» Stated task A: In the listing below, copy out word for word the lines that begin with the one containing "Objective — a point for each instance of the soap" and run through the last line of the listing, including both ends.

» Text section:
═══
It was also during this period, as Daniel Goldmark and J.B. Kaufman point out elsewhere, that the Hollywood majors often used their captive cartoon studios as vehicles to promote songs featured in their live-action films and published by their music divisions. With the success of Disney's Snow White and the Seven Dwarfs, the musical became the de facto animated feature film genre in the minds of industry executives and public alike. This bias was reinforced in recent years with Disney's The Little Mermaid,had many stage and music critics hailing it for resuscitating the moribund Broadway musical.

The association of animated features with musicals, however, has also been an albatross around the neck of filmmakers, who have hardly dare to make an animated feature without the requisite song and dance numbers. Happily, there have been some signs of change of late, given the success of Toy Story, Space Jam and Beavis and Butt-head Do America, which are basically straight comedies.

If this trends holds, then perhaps we can start looking at music in animation in the same sense as Norman Roger, who has said that he does not so much consider himself a composer, but as someone who designs soundtracks. In this sense, we can look at music in its proper context, rather than a series of set pieces, where everybody bursts into song. If so, we can delight in the driving rhythms of Roger's marvelous score for Frédéric Back's Crac!, the voice artistry of Mel Blanc in a Warner Bros. cartoon, and the minimalist soundtrack of a Paul Driessen film, and perhaps not be afraid to call it all music.

Harry Love

"Harry Love was the last of the pioneers, in at the very start of the industry. He was knowledgeable in all areas--productions, animation, storyboard and story.
When a project was assigned to Harry Love you knew it was going to be done. Those that really knew him will miss him."
--Joe Barbera

Harry Love, despite his longevity (having started in animation some 70 years ago at Charles Mintz in New York), was not an animator who was known for the films and TV shows he worked on. Rather, he seemed to be someone who was known for the friendships and support he gave to his fellow artists. His friend and fellow producer-director George Singer noted that, "Harry was always behind the scenes; he was never really recognized as one of the big talents, but he was responsible for bringing up a lot of artists, animators, and writers." In this regard, he taught the writing segment of the evening classes Hanna-Barbera conducted for four or five years, from which, as Singer noted "came quite a few writers."
═══
» Records for the task:
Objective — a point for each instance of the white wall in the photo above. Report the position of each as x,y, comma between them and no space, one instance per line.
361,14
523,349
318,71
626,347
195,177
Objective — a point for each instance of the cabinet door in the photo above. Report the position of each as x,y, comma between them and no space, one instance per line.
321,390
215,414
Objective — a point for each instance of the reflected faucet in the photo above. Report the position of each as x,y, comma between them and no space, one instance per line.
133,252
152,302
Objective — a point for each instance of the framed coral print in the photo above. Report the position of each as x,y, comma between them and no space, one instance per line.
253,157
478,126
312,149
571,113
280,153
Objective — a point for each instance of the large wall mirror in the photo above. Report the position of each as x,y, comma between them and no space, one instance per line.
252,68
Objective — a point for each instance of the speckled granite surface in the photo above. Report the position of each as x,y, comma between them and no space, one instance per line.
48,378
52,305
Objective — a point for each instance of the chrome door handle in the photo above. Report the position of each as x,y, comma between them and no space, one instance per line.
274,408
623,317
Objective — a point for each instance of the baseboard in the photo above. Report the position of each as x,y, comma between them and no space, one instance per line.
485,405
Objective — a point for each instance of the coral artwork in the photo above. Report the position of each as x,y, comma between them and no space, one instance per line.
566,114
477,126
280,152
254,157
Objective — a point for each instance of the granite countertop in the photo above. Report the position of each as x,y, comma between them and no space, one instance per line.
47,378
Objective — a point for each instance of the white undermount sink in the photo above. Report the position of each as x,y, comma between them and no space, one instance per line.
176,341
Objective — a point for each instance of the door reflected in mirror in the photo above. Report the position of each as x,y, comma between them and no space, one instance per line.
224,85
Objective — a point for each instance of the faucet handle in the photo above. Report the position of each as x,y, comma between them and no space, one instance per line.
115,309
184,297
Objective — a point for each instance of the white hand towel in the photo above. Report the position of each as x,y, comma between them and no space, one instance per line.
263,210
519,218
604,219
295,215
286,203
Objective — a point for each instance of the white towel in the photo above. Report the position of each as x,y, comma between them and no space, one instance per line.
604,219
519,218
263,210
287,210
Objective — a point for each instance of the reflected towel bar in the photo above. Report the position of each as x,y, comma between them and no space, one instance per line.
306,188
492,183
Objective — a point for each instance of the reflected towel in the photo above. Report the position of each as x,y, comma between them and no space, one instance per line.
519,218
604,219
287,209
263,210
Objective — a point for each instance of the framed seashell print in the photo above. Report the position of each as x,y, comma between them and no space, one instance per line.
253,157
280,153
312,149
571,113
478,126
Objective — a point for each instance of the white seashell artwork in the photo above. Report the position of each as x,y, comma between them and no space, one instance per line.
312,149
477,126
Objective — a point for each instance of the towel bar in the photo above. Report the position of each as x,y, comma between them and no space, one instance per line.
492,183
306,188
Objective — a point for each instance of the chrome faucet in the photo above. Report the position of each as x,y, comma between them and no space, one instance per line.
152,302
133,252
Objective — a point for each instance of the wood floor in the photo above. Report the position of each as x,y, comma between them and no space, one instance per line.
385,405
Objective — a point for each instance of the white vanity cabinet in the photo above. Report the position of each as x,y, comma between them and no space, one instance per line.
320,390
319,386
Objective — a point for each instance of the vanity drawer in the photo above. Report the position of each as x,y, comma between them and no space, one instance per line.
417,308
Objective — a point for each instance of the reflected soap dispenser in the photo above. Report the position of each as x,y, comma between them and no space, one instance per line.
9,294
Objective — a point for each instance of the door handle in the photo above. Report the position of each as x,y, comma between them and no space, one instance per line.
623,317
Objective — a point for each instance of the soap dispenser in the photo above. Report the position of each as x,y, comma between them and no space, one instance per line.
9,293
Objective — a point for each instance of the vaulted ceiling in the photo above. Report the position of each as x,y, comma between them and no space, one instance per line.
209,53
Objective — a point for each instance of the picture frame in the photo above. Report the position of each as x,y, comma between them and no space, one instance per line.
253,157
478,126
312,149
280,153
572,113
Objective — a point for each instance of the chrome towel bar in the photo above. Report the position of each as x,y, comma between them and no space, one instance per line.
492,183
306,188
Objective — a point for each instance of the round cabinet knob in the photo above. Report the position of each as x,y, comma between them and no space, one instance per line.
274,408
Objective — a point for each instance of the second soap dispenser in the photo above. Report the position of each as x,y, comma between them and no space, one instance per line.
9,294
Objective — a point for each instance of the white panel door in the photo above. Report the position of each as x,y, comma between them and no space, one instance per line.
═══
» Stated task B: Pick up the passage about Harry Love where it stops.

» Reply A:
Objective — a point for each instance of the soap dispenser in the photo above. Report the position of each as x,y, comma between them and no space, one instance per line.
9,293
Objective — a point for each instance of the vaulted ceiling in the photo above. Report the position of each as x,y, comma between them and no space, one instance per line.
209,53
Objective — a point for each instance of the picture frame in the photo above. Report the position of each as x,y, comma between them and no space, one instance per line.
253,157
478,126
312,149
280,153
572,113
Objective — a point for each instance of the chrome towel bar in the photo above. Report the position of each as x,y, comma between them and no space, one instance per line.
492,183
306,188
Objective — a point for each instance of the round cabinet knob in the photo above. Report the position of each as x,y, comma between them and no space, one instance per line.
274,408
Objective — a point for each instance of the second soap dispenser in the photo above. Report the position of each as x,y, comma between them and no space, one instance per line.
9,294
Objective — a point for each instance of the white panel door in the photo above. Report the position of each as x,y, comma between them and no space, one instance per line.

» Reply B:
Part of his support he gave others were a series of short "Animation Profiles" he started to write in 1984 for Graffiti, ASIFA-Hollywood's magazine which I was then editing. It was not something assigned to him, rather it was something he wanted to do. He told me that his pieces, while not exactly great, were about people who should be better known. Admittedly, I was not at first very excited about his writing, but looking back today, these pieces remain remarkably fresh and informative. In fact, he very much reflected what his friend and sometime boss, Joe Barbera said about his professionalism.

Voice actor June Foray's recalls that she used to get Christmas cards from Harry long before she ever met him, or even knew who he was. She recalls that she "asked my husband, who was a screenwriter, `Do you know who Harry Love is?' He said, "No, I never heard of him." When I finally did meet him at DePatie Freleng, where he was a producer, I said, "How come you wrote to me all the time? And in his New York accent, he said, `Because I thought you were beautiful.' And after my husband died, he called me and we became first friends after that."

A confirmed bachelor, he befriended many new talents, including people like Phil Roman, owner of Film Roman, who fondly remembers partying with Harry before he got married. Singer told me of his habit of drawing cartoon characters on the napkins and tablecloths of some of the better known restaurants around town. He recalled that Harry "was always drawing some of the Bugs Bunny character, which was one of his favorites, and passing it out to customers in a restaurant." Foray also noted that "the maître d's and the waiters were just thrilled. And every time he came in, they'd ask him for another one. They said, "Well, we've got it framed. It's on the wall."

All of us in or near animation should only be so joyful.